GIVEN TEXT
** START **
Story: Nguyen Trung
Photos: Vu Minh Quan

A traditional Vietnamese home, no matter how rustic and simple, was always meticulously kept and decorated during Tet. The result was a space of reverence fit for worshipping one’s ancestors and offering family members a place to reunite and unwind after a year away at work. A household during the Tet holidays could serve as a vivid exhibition of Vietnamese routines and customs, one that, even with the addition of modern conveniences, still preserves Vietnamese people’s quintessential warmth.

A spread of traditional Tet delicacies

Tet decorations can be objects designed for ceremony, adornment, entertainment, or all of the above, making the family feel festive, connecting the household with the village and neighborhood, and rendering the world much more vibrant than usual.

Five Phases amidst the mortal realm

“Fatty meat, pickled veggies, red couplets
Bamboo pole, firecrackers, green bánh chưng”
** END **
DATASET RECORDS
** START **
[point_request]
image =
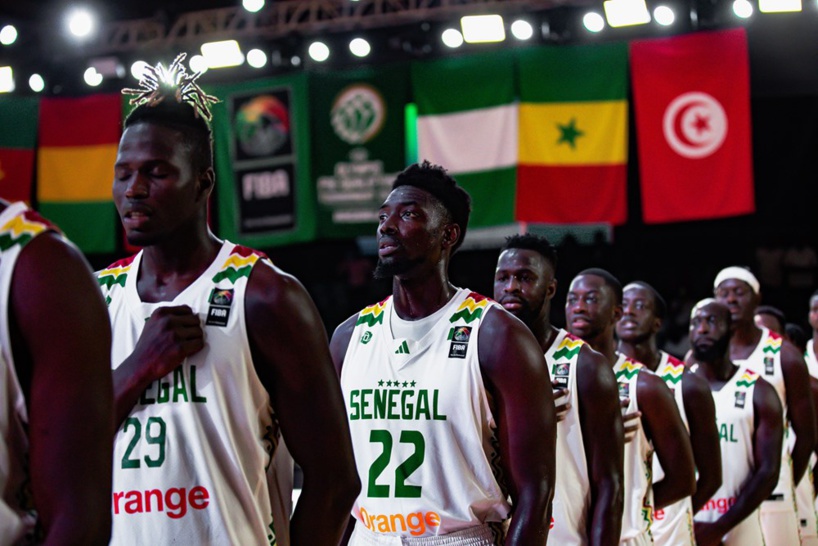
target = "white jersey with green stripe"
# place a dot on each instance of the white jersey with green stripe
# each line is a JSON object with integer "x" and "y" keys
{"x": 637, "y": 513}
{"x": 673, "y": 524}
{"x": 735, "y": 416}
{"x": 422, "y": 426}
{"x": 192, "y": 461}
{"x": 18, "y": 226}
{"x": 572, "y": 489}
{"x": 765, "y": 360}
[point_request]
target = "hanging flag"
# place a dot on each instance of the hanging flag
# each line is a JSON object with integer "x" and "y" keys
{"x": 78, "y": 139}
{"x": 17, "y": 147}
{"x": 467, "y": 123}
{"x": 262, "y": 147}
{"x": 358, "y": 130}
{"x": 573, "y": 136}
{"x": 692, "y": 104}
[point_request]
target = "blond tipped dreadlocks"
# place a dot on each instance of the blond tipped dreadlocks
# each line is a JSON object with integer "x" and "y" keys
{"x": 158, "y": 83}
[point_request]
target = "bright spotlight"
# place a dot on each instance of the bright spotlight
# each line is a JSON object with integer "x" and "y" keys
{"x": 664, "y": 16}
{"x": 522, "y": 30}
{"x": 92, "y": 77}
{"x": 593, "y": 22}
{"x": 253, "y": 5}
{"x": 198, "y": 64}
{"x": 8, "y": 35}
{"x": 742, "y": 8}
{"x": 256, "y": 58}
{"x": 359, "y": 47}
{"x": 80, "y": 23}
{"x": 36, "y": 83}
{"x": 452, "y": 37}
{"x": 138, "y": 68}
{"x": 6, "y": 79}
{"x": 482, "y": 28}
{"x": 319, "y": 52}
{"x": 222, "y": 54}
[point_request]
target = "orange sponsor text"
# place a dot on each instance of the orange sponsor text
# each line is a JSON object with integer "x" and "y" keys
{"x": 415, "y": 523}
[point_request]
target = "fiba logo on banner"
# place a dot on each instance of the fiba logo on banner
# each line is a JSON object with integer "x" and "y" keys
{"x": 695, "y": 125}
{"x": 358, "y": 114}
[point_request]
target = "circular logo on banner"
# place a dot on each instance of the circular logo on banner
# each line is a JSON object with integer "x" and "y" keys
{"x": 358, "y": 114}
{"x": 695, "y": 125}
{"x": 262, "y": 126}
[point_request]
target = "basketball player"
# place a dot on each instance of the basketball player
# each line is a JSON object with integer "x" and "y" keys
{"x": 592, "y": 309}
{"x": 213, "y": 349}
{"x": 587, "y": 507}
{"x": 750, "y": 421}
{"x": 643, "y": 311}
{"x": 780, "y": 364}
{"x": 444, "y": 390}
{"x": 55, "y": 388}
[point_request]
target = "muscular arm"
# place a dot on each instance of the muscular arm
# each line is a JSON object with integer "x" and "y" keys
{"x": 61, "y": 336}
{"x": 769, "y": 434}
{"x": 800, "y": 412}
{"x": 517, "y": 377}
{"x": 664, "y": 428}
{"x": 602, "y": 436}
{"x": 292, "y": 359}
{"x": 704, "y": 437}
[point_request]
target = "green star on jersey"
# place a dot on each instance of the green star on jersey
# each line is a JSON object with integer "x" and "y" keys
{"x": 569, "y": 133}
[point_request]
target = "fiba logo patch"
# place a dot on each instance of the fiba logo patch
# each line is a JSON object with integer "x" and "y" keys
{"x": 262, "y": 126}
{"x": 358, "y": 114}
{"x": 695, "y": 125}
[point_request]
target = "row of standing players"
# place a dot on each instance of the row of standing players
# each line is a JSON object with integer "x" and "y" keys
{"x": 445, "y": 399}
** END **
OBJECTIVES
1 – Copy the piece on Tet in the Vietnamese home word for word, from "Story: Nguyen Trung" up to and including "people’s quintessential warmth.".
2 – Extend the piece on Tet in the Vietnamese home, picking up after its last line.
The material above is not relevant here.

ANSWERS TO THE EXERCISES
1 –
Story: Nguyen Trung
Photos: Vu Minh Quan

A traditional Vietnamese home, no matter how rustic and simple, was always meticulously kept and decorated during Tet. The result was a space of reverence fit for worshipping one’s ancestors and offering family members a place to reunite and unwind after a year away at work. A household during the Tet holidays could serve as a vivid exhibition of Vietnamese routines and customs, one that, even with the addition of modern conveniences, still preserves Vietnamese people’s quintessential warmth.

2 –
The most familiar proverb about Tet essentials links objects used for  familial ancestral rites with their respective purposes. Foods offered to our ancestors are delicacies linked to our ancestors’ agrarian lifestyle, the very fruits of our farmers’ labor harvested from the fields and barnyards. A green bánh chưng representing the Earth is placed upon the altar between a pair of couplets written in black ink on red-dyed paper, creating an elegant unity of colors.

At the center of the Tet altar lies a flavorful and colorful five-fruit tray. Here in the North, the tray symbolizes the Five Phases – green bananas for Wood, yellow pomelos or fingered citrons for Earth, red chilies or reddish-orange tangerines and kumquats for Fire, and so on. Meanwhile, in the South, the tray might be made up of sugar-apples, figs, coconuts, papayas, and mangoes, whose names put together forms “cầu sung vừa đủ xài,” which sounds similar to “wishing for sufficient wealth.” The altar must incorporate a set of three or five well-cleaned ceremonial objects, along with candles.

Families of noble descent will unveil ancestral tablets usually hidden under a red cloth or beneath curtains. Some may also perform bao sái – using scented water to wipe the censer clean and remove used incense sticks – in preparation for arranging New Year ancestral offerings. Long sugarcane rods are sometimes placed on both sides of the altar to mimic ladders from which one’s ancestors can descend to join family members for Tet.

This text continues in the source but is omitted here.